[Labeling and segmentation records]
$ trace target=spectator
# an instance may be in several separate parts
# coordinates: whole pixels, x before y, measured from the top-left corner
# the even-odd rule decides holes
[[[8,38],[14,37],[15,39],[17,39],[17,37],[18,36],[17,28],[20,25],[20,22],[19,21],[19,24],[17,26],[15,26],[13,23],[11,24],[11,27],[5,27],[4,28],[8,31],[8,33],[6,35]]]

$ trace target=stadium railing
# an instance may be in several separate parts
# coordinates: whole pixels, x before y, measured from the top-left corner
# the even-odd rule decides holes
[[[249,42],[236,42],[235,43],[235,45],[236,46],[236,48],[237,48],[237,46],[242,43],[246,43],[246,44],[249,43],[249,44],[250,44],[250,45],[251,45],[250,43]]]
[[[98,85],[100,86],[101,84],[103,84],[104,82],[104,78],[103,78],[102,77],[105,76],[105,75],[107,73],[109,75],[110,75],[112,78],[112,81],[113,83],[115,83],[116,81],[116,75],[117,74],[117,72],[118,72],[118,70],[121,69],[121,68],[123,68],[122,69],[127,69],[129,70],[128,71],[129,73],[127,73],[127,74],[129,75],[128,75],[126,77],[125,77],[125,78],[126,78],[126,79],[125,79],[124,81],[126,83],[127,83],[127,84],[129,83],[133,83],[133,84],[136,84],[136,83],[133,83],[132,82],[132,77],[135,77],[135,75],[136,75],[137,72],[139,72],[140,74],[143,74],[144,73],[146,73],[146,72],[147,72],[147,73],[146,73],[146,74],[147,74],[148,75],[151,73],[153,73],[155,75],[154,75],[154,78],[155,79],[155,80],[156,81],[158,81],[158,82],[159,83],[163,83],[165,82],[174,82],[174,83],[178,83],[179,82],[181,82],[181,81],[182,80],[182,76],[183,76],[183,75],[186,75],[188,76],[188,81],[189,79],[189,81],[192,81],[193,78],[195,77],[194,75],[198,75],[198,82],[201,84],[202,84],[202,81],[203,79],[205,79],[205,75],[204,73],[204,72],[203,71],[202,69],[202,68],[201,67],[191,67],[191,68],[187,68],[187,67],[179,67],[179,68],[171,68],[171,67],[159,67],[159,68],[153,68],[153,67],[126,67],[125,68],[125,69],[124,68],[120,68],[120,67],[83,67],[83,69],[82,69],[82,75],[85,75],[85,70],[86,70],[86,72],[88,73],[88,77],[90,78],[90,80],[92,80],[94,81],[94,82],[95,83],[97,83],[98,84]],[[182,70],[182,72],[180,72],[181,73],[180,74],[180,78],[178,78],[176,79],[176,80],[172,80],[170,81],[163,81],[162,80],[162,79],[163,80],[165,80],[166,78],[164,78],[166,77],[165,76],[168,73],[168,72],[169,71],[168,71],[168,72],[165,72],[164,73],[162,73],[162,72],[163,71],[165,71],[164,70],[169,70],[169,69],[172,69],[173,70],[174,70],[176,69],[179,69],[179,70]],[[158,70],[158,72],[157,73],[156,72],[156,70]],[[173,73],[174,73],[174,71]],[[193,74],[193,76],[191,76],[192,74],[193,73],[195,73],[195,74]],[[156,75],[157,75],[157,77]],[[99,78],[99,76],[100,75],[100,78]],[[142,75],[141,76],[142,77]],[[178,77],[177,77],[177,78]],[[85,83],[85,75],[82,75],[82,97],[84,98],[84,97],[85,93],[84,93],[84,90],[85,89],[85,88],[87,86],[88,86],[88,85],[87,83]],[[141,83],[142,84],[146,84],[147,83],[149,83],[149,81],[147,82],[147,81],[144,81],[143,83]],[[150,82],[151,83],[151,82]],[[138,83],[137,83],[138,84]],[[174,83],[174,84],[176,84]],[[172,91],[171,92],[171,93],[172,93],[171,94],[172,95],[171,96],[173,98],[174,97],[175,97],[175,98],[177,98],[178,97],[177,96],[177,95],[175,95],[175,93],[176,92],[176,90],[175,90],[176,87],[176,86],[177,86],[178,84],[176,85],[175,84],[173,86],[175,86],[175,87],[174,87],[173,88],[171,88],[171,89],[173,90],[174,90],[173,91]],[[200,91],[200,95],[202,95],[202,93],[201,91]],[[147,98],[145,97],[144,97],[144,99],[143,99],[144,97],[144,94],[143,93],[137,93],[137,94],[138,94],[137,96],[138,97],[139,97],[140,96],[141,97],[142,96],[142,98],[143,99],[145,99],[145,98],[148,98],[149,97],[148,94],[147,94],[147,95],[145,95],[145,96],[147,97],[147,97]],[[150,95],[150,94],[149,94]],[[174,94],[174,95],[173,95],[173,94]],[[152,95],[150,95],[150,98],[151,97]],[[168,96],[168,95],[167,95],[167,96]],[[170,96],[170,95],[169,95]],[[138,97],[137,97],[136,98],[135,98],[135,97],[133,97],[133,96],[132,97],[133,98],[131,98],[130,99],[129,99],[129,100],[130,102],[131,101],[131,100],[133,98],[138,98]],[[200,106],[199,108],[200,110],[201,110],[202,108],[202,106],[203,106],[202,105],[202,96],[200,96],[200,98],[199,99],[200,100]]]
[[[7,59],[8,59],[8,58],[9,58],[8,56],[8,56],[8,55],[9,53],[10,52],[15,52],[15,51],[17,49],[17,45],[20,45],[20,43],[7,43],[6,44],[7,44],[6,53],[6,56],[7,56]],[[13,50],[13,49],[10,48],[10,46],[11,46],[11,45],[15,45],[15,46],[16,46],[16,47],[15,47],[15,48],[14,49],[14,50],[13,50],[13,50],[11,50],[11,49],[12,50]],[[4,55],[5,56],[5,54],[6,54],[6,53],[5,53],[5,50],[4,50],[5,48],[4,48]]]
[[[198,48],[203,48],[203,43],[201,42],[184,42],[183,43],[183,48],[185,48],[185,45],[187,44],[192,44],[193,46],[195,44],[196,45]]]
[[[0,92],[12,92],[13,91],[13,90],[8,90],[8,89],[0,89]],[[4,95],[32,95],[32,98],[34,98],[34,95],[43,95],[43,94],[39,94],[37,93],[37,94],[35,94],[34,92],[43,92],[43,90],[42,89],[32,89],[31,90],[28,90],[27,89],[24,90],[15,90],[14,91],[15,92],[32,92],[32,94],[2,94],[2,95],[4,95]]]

Aim of the exercise
Return each line of the data above that contains the word "trace".

Full response
$ trace target=spectator
$ trace target=stadium railing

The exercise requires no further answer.